> **TASK**:
Report how many lines in the entries below contain the word "beak". Case counts. Give only the number.

#####

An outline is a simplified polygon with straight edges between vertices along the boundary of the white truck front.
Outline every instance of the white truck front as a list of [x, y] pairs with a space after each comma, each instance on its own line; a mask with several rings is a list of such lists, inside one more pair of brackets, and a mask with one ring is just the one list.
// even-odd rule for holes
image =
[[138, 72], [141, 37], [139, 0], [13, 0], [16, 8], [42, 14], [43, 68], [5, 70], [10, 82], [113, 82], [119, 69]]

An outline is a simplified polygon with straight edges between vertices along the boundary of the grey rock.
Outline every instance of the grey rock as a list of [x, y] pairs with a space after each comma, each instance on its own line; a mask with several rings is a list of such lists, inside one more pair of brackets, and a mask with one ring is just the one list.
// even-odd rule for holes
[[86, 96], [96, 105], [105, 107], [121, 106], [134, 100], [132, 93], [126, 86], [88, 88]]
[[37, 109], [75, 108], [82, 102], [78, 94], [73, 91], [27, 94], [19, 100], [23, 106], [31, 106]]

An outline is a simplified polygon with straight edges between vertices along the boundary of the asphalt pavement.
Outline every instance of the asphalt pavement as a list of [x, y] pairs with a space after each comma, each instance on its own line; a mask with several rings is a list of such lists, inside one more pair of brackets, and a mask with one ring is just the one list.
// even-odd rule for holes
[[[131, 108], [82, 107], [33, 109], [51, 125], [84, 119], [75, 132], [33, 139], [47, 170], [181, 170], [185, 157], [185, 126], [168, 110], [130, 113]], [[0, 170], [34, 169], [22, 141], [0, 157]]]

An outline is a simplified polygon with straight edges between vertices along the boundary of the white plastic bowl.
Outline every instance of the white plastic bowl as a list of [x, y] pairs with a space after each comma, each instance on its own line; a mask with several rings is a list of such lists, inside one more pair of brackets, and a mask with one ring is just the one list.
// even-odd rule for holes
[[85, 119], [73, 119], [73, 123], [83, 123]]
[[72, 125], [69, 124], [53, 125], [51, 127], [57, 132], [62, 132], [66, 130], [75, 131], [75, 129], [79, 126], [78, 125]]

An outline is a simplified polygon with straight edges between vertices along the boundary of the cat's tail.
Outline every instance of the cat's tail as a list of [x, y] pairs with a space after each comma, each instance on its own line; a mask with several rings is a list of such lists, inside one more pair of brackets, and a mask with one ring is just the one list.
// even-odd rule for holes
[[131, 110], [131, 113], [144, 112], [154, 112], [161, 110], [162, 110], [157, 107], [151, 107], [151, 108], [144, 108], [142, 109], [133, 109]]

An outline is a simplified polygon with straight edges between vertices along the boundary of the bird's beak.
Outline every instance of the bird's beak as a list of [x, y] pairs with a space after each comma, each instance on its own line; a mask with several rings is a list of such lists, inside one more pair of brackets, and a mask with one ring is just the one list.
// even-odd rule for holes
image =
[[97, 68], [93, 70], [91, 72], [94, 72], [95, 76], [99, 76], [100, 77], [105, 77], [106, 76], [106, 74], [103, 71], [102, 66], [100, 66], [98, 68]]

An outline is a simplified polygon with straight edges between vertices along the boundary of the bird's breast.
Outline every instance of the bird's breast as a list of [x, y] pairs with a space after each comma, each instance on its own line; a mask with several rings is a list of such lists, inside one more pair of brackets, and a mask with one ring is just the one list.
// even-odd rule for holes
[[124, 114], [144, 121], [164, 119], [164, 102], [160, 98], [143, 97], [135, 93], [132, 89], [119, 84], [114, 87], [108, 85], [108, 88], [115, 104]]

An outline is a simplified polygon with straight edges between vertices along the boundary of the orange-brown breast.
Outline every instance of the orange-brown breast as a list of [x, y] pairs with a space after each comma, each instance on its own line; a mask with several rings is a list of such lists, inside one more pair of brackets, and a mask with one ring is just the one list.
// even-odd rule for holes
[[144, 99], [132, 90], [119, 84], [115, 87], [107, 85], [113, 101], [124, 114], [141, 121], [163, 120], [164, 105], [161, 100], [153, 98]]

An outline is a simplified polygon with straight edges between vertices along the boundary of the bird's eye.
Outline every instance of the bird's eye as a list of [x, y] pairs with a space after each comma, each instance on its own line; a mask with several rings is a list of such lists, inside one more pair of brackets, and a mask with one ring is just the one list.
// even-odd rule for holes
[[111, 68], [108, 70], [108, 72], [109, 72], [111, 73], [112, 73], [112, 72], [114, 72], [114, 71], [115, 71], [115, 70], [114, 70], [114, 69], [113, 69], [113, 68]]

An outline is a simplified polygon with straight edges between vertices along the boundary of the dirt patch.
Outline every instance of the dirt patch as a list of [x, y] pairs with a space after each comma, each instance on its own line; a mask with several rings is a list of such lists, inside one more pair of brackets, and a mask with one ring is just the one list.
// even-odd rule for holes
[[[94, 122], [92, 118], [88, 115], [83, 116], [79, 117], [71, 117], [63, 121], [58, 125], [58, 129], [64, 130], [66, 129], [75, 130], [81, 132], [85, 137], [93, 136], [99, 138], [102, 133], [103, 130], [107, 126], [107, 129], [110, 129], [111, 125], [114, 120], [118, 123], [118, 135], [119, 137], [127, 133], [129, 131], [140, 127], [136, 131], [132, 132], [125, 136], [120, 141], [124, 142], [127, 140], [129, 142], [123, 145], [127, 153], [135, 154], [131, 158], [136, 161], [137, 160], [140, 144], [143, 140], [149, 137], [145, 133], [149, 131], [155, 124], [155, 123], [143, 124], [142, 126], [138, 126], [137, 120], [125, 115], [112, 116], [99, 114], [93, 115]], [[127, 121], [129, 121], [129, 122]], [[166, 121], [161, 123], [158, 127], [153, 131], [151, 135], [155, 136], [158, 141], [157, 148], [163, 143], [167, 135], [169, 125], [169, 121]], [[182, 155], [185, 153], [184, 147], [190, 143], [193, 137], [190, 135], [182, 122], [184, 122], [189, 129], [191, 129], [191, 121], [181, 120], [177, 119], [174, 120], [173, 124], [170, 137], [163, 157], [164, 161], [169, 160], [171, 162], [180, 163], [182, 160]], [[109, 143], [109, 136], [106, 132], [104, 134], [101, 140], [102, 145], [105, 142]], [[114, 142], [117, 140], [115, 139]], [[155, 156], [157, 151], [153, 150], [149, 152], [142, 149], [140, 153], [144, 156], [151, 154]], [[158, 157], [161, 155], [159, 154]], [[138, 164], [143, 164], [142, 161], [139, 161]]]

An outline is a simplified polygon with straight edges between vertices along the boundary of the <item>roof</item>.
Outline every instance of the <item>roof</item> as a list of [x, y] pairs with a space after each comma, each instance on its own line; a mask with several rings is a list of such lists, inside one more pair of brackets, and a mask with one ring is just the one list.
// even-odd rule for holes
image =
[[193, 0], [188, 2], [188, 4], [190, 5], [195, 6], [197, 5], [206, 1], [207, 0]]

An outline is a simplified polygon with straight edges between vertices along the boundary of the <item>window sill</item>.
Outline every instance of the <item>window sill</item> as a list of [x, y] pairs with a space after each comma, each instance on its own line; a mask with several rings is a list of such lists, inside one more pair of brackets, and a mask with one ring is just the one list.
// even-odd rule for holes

#####

> **TASK OUTPUT**:
2